Extract every line of the listing below that contains the word "firefighter", copying each one in full.
______
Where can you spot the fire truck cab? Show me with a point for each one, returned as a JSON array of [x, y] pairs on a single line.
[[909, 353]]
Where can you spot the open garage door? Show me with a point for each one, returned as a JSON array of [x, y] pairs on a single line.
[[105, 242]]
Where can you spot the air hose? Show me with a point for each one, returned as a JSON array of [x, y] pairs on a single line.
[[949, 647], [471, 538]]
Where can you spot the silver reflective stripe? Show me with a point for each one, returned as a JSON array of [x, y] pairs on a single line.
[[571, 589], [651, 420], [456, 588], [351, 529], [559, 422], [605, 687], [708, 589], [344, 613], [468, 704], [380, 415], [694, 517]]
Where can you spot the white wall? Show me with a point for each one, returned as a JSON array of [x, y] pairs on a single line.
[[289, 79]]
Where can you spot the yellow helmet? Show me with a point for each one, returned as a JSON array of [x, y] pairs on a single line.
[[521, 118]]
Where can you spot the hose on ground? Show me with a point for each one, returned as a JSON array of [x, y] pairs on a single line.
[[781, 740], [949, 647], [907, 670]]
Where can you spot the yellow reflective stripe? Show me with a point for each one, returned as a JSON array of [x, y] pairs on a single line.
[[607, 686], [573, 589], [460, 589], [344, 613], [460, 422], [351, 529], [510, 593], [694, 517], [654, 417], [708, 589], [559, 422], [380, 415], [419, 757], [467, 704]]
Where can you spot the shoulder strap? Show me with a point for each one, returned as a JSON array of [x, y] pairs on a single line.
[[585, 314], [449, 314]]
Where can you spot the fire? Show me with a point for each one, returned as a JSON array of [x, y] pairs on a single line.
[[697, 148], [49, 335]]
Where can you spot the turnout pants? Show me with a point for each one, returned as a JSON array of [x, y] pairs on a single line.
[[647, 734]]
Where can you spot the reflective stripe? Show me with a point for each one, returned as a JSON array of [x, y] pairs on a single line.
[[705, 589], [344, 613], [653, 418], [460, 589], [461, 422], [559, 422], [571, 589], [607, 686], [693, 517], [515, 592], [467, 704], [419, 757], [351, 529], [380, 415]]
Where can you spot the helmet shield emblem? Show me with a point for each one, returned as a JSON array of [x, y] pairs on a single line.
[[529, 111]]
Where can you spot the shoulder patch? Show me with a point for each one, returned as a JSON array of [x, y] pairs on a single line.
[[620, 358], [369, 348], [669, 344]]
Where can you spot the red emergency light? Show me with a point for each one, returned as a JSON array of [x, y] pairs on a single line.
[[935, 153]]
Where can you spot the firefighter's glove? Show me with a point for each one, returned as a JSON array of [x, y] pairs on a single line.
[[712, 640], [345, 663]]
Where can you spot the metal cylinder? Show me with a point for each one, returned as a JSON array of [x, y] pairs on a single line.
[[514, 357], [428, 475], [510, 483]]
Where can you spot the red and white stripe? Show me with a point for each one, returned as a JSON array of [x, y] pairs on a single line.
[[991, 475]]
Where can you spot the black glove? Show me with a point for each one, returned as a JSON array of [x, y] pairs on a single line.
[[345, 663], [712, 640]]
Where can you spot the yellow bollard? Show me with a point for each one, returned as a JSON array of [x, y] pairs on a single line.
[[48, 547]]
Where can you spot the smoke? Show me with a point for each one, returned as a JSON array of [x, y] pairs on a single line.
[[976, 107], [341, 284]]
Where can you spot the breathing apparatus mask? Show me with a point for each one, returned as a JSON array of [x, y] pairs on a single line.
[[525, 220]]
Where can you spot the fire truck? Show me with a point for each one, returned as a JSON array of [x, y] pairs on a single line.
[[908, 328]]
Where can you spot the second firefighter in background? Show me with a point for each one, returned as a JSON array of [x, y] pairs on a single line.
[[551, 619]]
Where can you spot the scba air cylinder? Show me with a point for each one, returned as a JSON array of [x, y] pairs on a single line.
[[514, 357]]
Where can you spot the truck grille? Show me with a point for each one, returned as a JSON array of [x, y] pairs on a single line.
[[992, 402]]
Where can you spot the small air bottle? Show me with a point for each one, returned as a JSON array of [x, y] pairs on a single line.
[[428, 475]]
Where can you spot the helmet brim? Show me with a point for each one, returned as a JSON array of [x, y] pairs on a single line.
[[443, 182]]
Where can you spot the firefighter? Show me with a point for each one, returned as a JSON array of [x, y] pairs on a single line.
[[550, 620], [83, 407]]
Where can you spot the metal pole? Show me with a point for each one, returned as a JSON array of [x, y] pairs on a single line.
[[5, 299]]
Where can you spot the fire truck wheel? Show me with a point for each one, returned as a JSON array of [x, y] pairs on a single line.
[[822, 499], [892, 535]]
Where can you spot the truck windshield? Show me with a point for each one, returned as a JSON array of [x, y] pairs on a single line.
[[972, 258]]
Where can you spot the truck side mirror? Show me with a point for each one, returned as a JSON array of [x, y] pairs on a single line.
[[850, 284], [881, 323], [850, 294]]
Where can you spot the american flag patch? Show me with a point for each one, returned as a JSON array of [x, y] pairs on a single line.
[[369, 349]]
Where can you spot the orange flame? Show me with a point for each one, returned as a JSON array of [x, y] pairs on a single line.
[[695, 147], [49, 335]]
______
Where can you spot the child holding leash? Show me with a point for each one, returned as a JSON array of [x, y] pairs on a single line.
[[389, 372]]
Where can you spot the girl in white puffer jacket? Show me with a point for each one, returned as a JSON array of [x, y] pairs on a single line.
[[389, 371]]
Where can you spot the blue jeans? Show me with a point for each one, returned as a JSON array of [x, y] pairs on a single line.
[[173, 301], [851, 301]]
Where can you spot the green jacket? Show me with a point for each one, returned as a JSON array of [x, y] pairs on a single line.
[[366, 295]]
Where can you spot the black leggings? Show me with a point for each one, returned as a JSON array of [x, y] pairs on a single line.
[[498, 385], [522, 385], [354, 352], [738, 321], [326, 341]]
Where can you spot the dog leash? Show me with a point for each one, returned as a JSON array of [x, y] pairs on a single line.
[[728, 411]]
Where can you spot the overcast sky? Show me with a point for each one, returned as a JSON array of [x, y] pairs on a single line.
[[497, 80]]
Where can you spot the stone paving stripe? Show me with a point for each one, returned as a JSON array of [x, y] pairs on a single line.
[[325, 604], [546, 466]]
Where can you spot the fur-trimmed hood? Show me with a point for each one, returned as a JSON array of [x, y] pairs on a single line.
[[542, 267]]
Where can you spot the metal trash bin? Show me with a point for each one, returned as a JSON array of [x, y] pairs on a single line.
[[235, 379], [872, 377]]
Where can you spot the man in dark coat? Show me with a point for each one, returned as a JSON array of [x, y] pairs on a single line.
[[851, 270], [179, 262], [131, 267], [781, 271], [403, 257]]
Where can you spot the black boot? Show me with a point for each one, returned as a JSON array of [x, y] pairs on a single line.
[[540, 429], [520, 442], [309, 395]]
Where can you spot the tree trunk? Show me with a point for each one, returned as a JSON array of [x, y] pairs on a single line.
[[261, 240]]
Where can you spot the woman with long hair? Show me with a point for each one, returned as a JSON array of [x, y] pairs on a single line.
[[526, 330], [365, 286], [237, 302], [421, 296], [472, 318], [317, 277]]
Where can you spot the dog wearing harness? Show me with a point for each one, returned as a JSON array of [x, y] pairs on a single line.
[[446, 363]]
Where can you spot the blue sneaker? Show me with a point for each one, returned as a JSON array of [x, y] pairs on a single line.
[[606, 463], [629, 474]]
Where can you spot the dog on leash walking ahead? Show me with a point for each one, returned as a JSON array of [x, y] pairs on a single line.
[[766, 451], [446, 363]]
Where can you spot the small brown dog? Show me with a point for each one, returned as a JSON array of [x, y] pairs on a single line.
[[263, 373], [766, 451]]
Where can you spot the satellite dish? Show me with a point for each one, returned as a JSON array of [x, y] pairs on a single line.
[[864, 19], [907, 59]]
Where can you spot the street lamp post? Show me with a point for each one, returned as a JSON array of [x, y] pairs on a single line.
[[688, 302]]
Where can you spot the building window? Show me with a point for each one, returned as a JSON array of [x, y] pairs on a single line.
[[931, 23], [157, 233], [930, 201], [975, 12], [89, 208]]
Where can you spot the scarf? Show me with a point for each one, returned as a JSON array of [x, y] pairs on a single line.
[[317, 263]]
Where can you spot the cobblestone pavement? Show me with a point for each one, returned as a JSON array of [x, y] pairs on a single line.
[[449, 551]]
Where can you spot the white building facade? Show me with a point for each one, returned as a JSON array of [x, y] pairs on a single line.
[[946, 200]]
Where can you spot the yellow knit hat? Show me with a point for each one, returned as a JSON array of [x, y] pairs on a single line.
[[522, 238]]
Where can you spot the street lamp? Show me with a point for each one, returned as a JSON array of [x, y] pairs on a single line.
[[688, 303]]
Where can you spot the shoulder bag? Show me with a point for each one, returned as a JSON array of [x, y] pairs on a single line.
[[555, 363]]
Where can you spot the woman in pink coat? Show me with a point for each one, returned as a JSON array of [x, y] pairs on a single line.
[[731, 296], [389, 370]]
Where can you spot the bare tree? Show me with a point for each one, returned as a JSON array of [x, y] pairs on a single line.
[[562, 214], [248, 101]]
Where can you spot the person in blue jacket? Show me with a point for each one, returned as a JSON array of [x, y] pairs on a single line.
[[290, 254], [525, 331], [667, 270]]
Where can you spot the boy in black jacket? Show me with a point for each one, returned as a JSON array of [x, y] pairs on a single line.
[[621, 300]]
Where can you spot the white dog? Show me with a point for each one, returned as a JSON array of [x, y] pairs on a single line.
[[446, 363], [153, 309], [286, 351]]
______
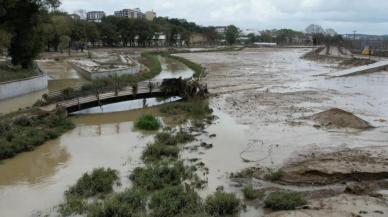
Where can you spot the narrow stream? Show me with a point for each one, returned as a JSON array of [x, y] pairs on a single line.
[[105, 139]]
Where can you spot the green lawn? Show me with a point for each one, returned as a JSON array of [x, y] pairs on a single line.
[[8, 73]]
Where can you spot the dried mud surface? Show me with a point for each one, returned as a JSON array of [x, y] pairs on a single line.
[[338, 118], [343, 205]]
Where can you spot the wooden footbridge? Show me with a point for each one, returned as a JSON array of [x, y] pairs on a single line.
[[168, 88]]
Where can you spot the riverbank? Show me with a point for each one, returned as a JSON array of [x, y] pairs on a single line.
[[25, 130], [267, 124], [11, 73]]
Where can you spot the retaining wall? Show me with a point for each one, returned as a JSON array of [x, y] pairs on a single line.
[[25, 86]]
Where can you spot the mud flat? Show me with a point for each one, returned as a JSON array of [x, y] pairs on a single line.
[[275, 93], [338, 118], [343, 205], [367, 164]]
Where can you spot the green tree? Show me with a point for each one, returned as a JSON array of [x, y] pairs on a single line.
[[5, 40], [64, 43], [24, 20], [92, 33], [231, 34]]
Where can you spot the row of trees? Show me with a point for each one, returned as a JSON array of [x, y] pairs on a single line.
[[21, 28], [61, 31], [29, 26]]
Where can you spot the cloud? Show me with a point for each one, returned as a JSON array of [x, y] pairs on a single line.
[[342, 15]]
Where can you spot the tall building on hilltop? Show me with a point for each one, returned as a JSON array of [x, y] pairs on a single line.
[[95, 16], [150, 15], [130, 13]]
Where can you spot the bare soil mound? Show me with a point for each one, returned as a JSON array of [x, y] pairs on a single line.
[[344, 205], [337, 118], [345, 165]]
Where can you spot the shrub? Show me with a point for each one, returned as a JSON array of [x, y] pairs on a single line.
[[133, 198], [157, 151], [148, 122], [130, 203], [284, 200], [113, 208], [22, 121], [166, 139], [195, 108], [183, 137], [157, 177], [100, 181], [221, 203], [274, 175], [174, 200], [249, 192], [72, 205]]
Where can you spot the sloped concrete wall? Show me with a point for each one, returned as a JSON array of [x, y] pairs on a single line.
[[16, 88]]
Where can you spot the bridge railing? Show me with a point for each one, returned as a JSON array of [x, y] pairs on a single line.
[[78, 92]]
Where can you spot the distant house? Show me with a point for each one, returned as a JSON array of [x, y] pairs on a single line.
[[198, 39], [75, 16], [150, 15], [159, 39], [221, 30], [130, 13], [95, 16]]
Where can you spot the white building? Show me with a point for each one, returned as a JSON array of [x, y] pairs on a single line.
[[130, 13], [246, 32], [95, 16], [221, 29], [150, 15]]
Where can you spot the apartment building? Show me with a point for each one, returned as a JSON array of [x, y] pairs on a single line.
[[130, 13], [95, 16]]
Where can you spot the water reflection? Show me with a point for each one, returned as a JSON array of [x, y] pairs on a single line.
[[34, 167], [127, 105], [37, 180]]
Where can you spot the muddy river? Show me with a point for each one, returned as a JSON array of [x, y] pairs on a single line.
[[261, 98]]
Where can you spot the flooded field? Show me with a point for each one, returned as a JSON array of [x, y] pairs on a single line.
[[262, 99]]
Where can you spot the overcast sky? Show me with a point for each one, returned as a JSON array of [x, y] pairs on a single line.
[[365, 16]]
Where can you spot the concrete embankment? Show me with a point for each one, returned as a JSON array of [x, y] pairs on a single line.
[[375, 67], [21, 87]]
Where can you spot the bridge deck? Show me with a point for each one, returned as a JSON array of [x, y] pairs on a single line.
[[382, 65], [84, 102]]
______
*ANSWER TO THE PROBLEM*.
Where can you spot the firefighter's glove? Show me with a point for each one, returned as a JSON array of [x, y] pairs on a single line.
Where can you spot the second firefighter in background? Show me with a point for each one, returned as a JSON array of [x, y] pairs on a single line.
Where can you spot the firefighter? Show me with a point for each one, returned as a JSON array of [x, y] pairs on a single line.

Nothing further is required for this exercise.